* _Required work_:
Lay out the lines of the material below as a JSON list of strings, one string per line and no blank lines. Begin with the line containing "[point] every instance of the mountain" and go through the final line of the material.

### Records provided ###

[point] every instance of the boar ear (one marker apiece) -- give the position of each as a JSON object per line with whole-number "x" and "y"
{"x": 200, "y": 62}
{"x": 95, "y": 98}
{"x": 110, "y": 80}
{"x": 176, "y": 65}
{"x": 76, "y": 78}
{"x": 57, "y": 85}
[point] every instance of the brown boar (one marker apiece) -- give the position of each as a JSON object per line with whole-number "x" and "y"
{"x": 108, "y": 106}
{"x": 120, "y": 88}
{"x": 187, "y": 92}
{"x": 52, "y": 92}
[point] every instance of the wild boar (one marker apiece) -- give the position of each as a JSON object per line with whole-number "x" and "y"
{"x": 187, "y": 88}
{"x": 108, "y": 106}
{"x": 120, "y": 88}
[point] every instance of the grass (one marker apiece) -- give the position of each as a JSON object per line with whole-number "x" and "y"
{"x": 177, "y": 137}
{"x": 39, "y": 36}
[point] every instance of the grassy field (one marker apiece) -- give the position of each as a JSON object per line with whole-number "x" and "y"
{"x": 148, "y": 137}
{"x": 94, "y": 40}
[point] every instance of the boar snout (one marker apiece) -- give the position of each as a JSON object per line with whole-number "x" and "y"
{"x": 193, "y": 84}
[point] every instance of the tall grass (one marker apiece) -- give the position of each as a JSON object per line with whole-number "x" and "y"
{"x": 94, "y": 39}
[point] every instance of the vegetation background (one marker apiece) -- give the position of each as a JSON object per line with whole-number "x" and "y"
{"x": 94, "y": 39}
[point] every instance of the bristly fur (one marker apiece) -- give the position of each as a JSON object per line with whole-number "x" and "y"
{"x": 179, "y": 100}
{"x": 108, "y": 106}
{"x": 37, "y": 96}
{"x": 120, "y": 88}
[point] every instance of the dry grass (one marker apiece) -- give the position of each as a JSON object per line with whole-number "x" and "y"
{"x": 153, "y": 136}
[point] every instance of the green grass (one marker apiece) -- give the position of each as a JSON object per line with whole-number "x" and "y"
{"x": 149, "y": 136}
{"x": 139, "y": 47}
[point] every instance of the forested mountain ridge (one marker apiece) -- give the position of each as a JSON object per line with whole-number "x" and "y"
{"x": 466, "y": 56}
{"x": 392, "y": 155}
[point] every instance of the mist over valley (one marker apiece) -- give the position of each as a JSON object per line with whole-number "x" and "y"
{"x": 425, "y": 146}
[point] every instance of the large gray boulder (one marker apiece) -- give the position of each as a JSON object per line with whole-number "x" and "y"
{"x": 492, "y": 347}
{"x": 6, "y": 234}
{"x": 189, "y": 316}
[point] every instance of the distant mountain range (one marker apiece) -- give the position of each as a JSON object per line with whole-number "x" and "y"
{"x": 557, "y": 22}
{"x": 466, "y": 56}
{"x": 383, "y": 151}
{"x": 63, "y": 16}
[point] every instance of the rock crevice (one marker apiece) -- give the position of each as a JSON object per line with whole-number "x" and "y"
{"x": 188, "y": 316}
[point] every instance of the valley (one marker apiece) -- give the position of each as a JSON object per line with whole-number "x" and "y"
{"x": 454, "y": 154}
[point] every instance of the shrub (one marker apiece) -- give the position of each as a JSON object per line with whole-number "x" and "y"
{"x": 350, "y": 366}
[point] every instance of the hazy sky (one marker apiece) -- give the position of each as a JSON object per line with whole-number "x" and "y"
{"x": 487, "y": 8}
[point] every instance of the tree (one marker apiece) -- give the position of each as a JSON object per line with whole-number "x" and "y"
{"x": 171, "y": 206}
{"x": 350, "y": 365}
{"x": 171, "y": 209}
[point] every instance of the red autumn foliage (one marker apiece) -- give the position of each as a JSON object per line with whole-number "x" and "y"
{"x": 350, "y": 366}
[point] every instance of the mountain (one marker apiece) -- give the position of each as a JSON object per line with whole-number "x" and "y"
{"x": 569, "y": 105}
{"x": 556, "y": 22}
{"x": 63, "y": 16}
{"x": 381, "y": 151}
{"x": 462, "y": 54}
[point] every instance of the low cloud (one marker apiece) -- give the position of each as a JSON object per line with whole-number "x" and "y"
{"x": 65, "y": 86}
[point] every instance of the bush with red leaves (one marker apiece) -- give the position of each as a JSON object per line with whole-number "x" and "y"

###

* _Solution_:
[
  "[point] every instance of the mountain (one marker apiece) -- give the position of each as a JSON object per line with whole-number \"x\" and \"y\"",
  "{\"x\": 569, \"y\": 105}",
  "{\"x\": 556, \"y\": 22}",
  "{\"x\": 63, \"y\": 16}",
  "{\"x\": 381, \"y\": 151}",
  "{\"x\": 462, \"y\": 54}",
  "[point] every instance of the low cloud (one marker apiece) -- give the position of each as a JSON object per line with whole-number \"x\" and \"y\"",
  "{\"x\": 65, \"y\": 86}",
  "[point] every instance of the bush with red leaves (one marker apiece) -- give the position of each as a JSON object per line with whole-number \"x\" and \"y\""
]